Problem details - Continue the passage below on the SEC and spot bitcoin ETFs, picking up after its final sentence.

Passage -
+ + + + + + +

The SEC makes clear that this applies to both trading bitcoin by the ETF (i.e. the ETF’s fund managers buy/sell bitcoin on unregulated crypto exchanges) and trading Shares in the ETF (i.e., traders buy/sell the ETF on the NYSE, which forces the ETF’s fund managers to buy/sell bitcoin). See Order Disapproving First Trust Skybridge Bitcoin ETF, pp. 37-43.

Trading in the fund is just as dangerous as trading by the fund. What if someone placed a $5 million buy order for GBTC -- would Grayscale have to fill that order immediately? That would surely influence the price of bitcoin. In other words, the SEC would probably like to see daily limits on trading in the fund, perhaps limiting themselves to buying 500 or so bitcoins per day, so as not to influence the price of bitcoin.

But there is the additional problem of the size of a spot bitcoin fund:

Any fund that becomes too large relative to the total bitcoin market poses its own danger for price manipulation. This is particularly problematic for Grayscale’s proposed bitcoin ETF. As of 2/4/22, Grayscale controls 643,606 bitcoins (3.1% of all bitcoins that will ever be in existence). A corrupt fund manager at Grayscale Investments could manipulate the price of bitcoin because of how many bitcoins Grayscale controls.

The elephant in the room that the SEC and applications for spot bitcoin ETFs ignore is the fact that non-U.S. crypto exchanges are the largest markets for bitcoin.

+ + + + + + +

The data -
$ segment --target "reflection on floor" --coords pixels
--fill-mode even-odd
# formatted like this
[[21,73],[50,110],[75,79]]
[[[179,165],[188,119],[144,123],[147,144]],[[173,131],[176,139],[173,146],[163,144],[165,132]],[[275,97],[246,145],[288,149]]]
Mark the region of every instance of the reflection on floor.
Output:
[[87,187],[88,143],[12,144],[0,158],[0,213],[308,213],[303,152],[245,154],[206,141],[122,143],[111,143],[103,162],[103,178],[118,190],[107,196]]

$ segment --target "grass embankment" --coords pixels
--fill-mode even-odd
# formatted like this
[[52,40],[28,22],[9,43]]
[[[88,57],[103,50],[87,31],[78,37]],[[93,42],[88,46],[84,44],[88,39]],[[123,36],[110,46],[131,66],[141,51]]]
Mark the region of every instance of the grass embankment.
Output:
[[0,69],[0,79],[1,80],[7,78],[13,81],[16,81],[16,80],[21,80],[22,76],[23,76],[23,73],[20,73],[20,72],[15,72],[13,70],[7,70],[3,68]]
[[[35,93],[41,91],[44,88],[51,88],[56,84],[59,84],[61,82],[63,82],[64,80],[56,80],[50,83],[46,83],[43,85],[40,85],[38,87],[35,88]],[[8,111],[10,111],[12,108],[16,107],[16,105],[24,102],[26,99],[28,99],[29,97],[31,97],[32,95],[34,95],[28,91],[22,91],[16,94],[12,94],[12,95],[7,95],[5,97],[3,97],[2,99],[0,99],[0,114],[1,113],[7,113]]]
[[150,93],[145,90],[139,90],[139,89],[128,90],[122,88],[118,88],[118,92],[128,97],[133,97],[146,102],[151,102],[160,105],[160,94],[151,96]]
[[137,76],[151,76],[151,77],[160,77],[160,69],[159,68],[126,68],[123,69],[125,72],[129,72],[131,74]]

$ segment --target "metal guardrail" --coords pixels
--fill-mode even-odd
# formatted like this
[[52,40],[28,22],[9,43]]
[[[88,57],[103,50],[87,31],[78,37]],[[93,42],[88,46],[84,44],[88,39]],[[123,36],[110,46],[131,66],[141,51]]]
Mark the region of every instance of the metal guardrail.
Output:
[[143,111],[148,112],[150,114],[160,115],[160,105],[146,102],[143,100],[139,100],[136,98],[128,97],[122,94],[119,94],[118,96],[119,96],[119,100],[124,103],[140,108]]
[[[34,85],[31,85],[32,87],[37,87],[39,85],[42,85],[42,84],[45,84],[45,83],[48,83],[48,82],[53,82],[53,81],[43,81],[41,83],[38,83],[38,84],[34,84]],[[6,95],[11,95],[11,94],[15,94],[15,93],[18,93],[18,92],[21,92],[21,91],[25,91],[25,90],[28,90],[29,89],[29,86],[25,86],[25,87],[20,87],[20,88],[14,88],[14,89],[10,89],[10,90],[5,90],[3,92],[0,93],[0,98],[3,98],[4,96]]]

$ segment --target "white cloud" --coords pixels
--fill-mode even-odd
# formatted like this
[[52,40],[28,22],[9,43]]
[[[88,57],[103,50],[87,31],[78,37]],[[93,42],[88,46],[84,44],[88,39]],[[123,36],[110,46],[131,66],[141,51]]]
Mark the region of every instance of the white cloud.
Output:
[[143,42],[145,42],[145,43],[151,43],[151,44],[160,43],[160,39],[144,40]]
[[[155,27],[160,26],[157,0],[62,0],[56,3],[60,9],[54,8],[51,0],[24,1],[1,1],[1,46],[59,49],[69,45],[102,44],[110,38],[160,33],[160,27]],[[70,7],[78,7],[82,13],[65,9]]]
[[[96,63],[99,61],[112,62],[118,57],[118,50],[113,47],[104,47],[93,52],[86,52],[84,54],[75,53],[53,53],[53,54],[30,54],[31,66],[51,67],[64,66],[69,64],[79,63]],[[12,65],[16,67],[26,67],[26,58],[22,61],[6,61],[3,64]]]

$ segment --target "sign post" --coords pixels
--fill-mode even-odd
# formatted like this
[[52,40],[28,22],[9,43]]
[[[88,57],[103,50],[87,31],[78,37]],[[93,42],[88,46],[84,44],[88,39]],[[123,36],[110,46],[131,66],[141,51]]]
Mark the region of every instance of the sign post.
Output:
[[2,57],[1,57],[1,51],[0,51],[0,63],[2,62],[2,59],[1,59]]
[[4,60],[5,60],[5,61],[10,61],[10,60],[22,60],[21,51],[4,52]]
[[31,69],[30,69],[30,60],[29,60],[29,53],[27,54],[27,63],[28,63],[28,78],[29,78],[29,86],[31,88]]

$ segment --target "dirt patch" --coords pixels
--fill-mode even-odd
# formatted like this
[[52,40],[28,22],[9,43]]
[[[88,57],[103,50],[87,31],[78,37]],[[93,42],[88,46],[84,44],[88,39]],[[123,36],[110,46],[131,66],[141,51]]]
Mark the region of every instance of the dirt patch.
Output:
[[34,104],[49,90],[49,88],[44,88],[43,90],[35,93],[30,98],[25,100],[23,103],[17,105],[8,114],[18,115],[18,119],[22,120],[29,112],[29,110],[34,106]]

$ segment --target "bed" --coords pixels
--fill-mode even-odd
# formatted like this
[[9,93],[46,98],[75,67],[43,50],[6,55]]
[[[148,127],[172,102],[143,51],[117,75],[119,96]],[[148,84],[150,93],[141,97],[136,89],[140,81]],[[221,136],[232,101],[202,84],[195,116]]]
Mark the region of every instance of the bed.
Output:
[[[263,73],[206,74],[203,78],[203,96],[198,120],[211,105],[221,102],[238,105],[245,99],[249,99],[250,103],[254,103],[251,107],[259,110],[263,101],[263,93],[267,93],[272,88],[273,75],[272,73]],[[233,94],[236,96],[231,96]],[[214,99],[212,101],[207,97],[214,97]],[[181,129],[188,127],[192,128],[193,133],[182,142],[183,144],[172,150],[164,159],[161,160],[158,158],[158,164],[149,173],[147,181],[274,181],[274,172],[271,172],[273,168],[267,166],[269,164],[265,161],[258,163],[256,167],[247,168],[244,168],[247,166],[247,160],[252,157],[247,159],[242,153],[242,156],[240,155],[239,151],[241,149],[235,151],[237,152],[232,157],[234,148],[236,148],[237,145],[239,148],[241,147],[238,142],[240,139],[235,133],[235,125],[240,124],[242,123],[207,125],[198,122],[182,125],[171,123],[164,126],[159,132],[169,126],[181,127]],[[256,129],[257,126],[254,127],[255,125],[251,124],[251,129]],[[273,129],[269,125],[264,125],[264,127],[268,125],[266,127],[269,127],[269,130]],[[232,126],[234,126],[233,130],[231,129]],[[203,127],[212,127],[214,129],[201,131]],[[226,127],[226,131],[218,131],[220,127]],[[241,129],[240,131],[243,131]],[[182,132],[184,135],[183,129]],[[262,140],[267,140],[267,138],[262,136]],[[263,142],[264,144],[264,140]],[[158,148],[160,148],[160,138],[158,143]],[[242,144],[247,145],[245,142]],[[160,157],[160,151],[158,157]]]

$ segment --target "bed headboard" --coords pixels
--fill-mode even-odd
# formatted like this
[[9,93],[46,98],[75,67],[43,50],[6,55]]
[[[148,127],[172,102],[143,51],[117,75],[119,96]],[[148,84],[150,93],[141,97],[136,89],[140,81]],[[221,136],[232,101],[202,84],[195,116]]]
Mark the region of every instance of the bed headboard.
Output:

+ + + + + + +

Expected output -
The crypto exchange Binance by itself has more weekly visits and more volume than the next 14 largest cryptocurrency exchanges! Binance was initially based in China, but now is registered in the Cayman Islands. And Binance is under investigation by the U.S. Department of Justice and IRS for money laundering and tax offenses.

To summarize the SEC’s arguments in this section:

  • While the CME bitcoin futures market is “regulated” and has a “surveillance-sharing agreement” with American stock exchanges, it is not a market “of significant size.” The bitcoin markets “of significant size” are the unregulated crypto exchanges, which do not have surveillance-sharing agreements with American stock exchanges.
  • Applicants for a bitcoin ETF need to show that the ETF itself would not become a predominant influence on the price of bitcoin. A bitcoin ETF with billions of dollars in AUM could become a predominant influence on bitcoin price (such as Grayscale’s Bitcoin Trust).

Conclusion and Volt Equity’s Commentary

The issues needing to be addressed largely cannot be controlled or changed by applicants for a bitcoin ETF:
  • Crypto exchanges must enter into a “surveillance-sharing agreement” with American stock exchanges. This seems highly unlikely because of the loss of anonymity and customer privacy.
  • Crypto exchanges must be considered “regulated” according to the SEC; the current self-regulation is insufficient according to the SEC. Therefore, crypto exchanges must either voluntarily register with the SEC (none have done so yet), or Congress needs to force crypto exchanges to register with the SEC (no such legislation is pending).
  • Non-U.S. crypto exchanges (especially Binance) dwarf U.S. crypto exchanges in volume and the American government has no authority to force regulation upon non-U.S. crypto exchanges.
  • While the CME bitcoin futures market is “regulated” and has a “surveillance-sharing agreement” with American stock exchanges, it is not a market “of significant size.”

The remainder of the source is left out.